#### [Records provided]
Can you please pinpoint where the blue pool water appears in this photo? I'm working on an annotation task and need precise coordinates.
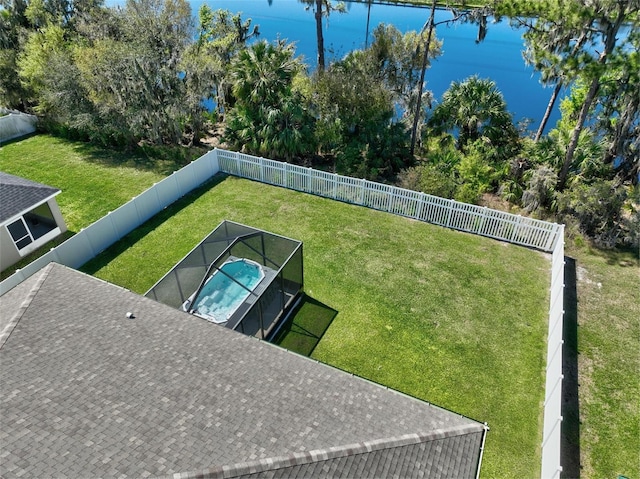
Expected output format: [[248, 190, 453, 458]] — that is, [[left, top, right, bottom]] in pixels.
[[187, 259, 264, 323]]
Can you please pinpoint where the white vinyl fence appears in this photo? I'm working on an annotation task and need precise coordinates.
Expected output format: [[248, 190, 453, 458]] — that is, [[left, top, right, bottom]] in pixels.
[[217, 150, 564, 479], [0, 149, 564, 479], [217, 149, 560, 252], [0, 151, 218, 296], [541, 225, 565, 479]]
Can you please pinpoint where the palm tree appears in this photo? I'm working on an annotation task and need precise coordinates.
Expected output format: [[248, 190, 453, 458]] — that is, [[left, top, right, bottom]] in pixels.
[[225, 40, 313, 161], [429, 75, 517, 149]]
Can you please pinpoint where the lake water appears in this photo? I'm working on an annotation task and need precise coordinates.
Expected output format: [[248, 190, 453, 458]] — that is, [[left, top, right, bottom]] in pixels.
[[107, 0, 560, 130]]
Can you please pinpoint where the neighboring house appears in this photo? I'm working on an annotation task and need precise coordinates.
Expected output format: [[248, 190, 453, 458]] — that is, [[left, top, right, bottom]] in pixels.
[[0, 107, 38, 145], [0, 263, 487, 479], [0, 171, 67, 271]]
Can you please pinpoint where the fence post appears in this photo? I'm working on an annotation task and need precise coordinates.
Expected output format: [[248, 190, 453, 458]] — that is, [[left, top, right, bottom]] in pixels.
[[387, 189, 394, 213], [358, 178, 367, 205], [509, 215, 522, 243], [284, 163, 295, 190], [259, 157, 265, 183], [415, 192, 426, 219], [446, 200, 456, 228]]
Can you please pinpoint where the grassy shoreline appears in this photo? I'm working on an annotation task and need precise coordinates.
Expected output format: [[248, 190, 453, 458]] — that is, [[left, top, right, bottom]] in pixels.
[[0, 135, 640, 478]]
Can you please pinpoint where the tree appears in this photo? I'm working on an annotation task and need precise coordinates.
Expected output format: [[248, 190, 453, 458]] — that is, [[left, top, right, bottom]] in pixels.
[[429, 75, 518, 150], [184, 5, 260, 121], [74, 0, 193, 145], [496, 0, 640, 190], [313, 50, 410, 179], [365, 23, 442, 125], [225, 40, 313, 161], [302, 0, 346, 72]]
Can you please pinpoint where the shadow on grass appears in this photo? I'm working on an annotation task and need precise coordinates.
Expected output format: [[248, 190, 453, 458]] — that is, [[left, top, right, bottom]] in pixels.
[[560, 256, 580, 478], [0, 230, 76, 281], [68, 138, 208, 176], [271, 294, 338, 356], [78, 174, 227, 275]]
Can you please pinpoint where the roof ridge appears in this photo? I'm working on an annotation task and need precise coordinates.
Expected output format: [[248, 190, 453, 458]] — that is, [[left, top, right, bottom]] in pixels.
[[0, 263, 53, 349], [159, 424, 487, 479]]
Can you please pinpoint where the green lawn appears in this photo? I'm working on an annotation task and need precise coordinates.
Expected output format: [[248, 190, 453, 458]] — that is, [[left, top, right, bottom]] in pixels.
[[0, 135, 198, 279], [272, 295, 338, 356], [83, 177, 550, 477], [567, 247, 640, 478], [0, 135, 640, 478], [0, 135, 172, 232]]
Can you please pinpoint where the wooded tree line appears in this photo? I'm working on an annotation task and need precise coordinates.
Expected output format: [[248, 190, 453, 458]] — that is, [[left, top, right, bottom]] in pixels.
[[0, 0, 640, 246]]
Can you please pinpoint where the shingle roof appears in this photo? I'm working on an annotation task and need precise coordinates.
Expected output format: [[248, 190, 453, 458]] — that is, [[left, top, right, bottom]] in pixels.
[[0, 264, 484, 479], [0, 171, 60, 223]]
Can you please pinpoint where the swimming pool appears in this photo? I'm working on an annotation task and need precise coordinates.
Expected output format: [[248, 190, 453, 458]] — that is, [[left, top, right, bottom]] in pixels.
[[182, 259, 264, 323]]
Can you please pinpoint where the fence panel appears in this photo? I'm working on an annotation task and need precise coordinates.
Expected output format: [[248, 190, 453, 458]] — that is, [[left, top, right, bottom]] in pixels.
[[82, 211, 120, 256], [0, 150, 222, 296], [215, 149, 558, 252], [541, 225, 564, 479], [55, 230, 95, 268]]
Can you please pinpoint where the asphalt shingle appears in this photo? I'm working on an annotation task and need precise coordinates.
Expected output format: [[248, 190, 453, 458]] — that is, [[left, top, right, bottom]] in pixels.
[[0, 264, 484, 479], [0, 171, 60, 223]]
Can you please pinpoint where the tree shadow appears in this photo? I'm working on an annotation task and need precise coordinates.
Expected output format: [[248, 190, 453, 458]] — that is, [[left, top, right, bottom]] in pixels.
[[560, 256, 580, 479], [270, 294, 338, 356], [78, 173, 228, 275], [61, 138, 208, 175]]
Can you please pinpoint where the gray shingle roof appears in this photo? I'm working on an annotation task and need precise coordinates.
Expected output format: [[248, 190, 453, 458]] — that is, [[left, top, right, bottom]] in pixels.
[[0, 171, 60, 223], [0, 264, 484, 479]]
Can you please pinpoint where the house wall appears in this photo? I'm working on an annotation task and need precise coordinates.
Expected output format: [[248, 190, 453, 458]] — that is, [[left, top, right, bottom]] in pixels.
[[0, 198, 67, 271]]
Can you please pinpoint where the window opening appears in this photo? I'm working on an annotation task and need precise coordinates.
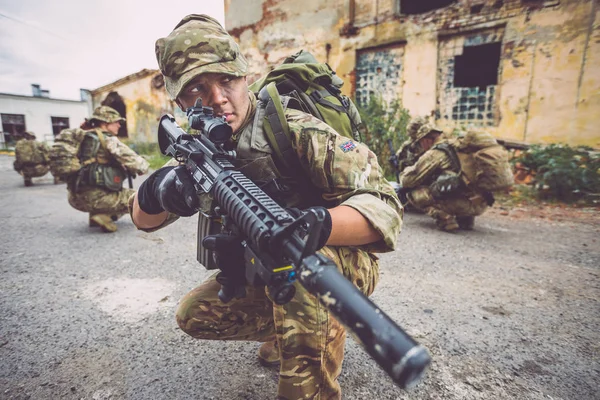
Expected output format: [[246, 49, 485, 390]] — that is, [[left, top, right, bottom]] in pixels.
[[101, 92, 128, 137], [50, 117, 69, 136], [400, 0, 456, 15], [1, 114, 26, 146]]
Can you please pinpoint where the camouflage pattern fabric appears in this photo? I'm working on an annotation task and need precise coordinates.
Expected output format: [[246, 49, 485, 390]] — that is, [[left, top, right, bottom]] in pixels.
[[13, 139, 50, 178], [171, 99, 403, 400], [400, 136, 488, 227], [151, 15, 403, 400], [155, 14, 248, 100], [177, 247, 379, 400], [67, 132, 148, 215]]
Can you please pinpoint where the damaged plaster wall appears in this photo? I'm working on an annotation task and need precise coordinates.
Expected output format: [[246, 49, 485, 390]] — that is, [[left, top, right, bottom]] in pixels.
[[225, 0, 600, 148], [92, 70, 174, 143]]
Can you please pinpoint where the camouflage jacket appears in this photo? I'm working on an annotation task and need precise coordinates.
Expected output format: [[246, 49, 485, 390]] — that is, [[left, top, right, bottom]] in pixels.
[[140, 97, 403, 252], [400, 136, 456, 188]]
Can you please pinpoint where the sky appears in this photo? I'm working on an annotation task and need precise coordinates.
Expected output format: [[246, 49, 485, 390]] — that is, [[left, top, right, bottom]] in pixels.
[[0, 0, 224, 100]]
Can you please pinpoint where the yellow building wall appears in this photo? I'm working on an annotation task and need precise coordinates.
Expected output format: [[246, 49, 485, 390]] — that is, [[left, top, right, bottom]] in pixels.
[[225, 0, 600, 148], [92, 71, 174, 143]]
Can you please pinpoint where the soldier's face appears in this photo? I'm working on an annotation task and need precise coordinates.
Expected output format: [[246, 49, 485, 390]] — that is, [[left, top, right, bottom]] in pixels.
[[177, 73, 250, 132], [106, 121, 121, 135]]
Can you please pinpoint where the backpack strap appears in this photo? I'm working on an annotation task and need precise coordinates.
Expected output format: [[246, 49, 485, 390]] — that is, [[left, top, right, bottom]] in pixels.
[[258, 82, 300, 171]]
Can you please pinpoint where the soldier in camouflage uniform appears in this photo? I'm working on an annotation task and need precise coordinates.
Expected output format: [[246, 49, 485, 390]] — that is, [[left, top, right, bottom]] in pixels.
[[400, 123, 489, 232], [67, 106, 148, 232], [131, 15, 403, 400], [13, 132, 50, 186]]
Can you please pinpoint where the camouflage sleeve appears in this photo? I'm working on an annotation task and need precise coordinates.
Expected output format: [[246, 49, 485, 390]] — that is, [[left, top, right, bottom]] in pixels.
[[106, 136, 148, 175], [287, 110, 403, 252], [400, 149, 449, 188]]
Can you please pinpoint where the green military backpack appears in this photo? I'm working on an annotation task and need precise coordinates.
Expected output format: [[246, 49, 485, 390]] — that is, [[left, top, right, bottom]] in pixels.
[[48, 128, 86, 181], [15, 139, 48, 166], [250, 50, 364, 174], [434, 131, 514, 192]]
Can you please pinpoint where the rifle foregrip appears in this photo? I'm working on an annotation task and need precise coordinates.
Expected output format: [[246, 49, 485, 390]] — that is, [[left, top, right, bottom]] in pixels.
[[212, 170, 289, 249], [299, 254, 431, 388]]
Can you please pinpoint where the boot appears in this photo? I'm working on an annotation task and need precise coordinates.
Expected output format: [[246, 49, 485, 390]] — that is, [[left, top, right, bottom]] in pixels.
[[456, 216, 475, 231], [258, 340, 280, 367], [435, 217, 458, 232], [90, 214, 117, 233], [89, 214, 100, 228]]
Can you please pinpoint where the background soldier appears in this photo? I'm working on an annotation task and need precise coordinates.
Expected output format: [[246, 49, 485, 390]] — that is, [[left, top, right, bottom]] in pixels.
[[67, 106, 148, 232], [132, 15, 402, 399], [13, 132, 50, 186], [400, 123, 493, 232]]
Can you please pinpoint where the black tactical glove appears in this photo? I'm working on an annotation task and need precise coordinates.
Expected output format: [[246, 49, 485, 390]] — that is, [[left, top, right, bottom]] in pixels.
[[286, 207, 333, 250], [137, 165, 199, 217], [429, 175, 463, 200], [202, 233, 246, 303]]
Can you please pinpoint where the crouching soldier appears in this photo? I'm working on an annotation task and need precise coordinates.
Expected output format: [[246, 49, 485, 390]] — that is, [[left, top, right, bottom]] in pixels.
[[67, 106, 148, 232], [13, 132, 50, 186]]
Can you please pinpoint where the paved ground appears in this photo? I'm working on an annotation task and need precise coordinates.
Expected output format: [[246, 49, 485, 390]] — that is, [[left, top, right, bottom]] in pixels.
[[0, 155, 600, 400]]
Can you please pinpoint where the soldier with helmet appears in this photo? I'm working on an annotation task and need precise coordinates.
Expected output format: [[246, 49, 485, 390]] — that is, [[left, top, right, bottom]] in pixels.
[[399, 122, 490, 232], [13, 132, 50, 186], [67, 106, 148, 232], [131, 15, 403, 399]]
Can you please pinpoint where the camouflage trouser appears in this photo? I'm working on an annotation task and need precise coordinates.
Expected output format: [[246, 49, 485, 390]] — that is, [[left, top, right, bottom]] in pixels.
[[69, 188, 135, 217], [177, 247, 379, 400], [408, 187, 488, 224], [17, 164, 50, 178]]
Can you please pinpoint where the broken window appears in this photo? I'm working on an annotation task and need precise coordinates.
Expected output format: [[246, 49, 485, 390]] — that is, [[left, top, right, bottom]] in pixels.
[[438, 29, 502, 126], [400, 0, 456, 15], [454, 42, 501, 89], [50, 117, 69, 136], [355, 46, 404, 107], [1, 114, 26, 145]]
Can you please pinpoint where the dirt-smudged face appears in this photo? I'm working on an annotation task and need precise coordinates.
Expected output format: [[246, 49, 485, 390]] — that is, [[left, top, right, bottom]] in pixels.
[[177, 73, 250, 132]]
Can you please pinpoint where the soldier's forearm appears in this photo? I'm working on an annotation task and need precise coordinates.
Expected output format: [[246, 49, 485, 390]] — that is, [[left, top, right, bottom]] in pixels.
[[327, 206, 382, 246]]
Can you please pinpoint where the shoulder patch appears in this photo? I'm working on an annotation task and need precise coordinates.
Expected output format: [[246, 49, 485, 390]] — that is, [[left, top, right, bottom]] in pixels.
[[340, 140, 356, 153]]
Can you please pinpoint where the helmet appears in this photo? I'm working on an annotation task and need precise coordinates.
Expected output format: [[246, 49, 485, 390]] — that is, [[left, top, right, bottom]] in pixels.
[[406, 116, 427, 142], [155, 14, 248, 99], [89, 106, 125, 124], [12, 131, 35, 141]]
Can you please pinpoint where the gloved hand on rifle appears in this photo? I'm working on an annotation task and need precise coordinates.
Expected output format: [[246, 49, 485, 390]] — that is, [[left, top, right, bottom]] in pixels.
[[202, 233, 246, 303], [137, 165, 200, 217]]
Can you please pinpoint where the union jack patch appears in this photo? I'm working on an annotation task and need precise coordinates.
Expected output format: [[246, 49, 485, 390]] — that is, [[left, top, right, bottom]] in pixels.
[[340, 140, 356, 153]]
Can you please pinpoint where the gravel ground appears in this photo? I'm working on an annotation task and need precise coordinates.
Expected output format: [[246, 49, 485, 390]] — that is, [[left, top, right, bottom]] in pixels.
[[0, 155, 600, 400]]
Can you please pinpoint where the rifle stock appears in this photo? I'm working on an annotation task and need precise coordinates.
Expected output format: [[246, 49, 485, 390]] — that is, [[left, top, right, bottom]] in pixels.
[[158, 114, 430, 388]]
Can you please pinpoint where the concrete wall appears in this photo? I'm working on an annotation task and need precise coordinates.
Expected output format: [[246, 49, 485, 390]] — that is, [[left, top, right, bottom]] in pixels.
[[225, 0, 600, 148], [0, 93, 91, 142], [92, 70, 174, 143]]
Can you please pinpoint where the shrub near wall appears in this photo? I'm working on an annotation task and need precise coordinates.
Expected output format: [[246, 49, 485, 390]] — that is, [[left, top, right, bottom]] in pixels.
[[512, 144, 600, 203], [358, 96, 410, 180]]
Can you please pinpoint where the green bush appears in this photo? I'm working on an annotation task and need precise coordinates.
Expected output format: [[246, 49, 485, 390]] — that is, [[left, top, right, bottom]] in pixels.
[[512, 144, 600, 202], [358, 96, 410, 177]]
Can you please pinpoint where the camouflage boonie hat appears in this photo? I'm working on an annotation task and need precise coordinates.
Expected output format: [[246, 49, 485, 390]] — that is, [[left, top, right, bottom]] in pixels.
[[155, 14, 248, 100], [89, 106, 125, 124], [413, 122, 443, 142], [406, 116, 427, 142]]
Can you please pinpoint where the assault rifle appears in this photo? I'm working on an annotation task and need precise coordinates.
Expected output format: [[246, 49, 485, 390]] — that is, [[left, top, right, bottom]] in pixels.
[[158, 102, 430, 388]]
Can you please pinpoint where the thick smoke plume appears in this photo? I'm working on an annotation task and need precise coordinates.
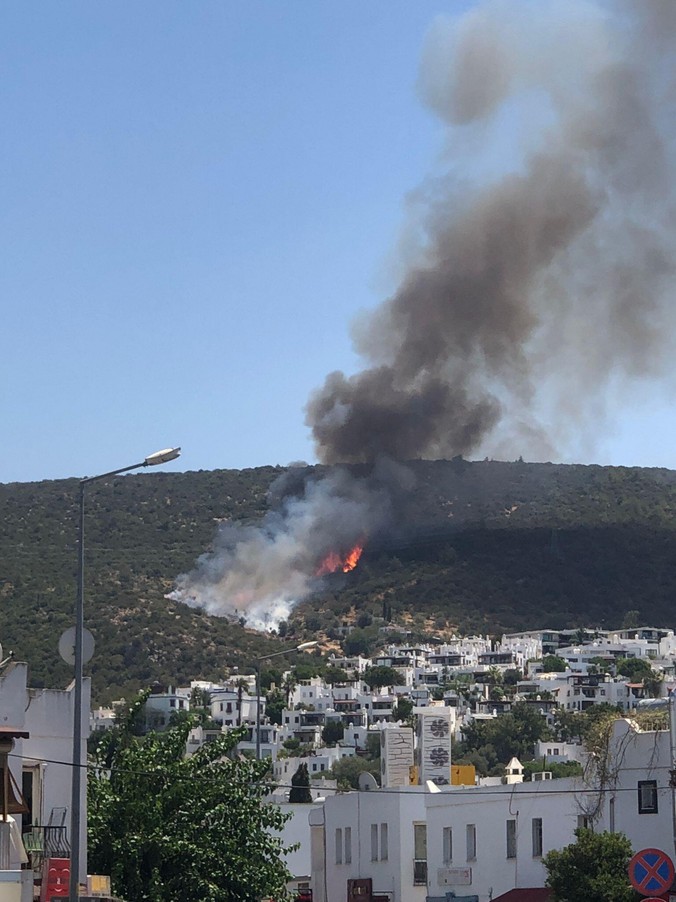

#### [What you should do]
Can you duplicate the stretch of the records from their very start through the line containing "[[187, 259, 264, 323]]", both ends included, leaving the pictures out?

#### [Final result]
Can you please pinpoint where the blue pool water appears in this photo? I'm working on an annotation task and need precise coordinates.
Expected output format: [[248, 190, 453, 458]] — that is, [[left, top, right, bottom]] in pixels.
[[187, 259, 264, 323]]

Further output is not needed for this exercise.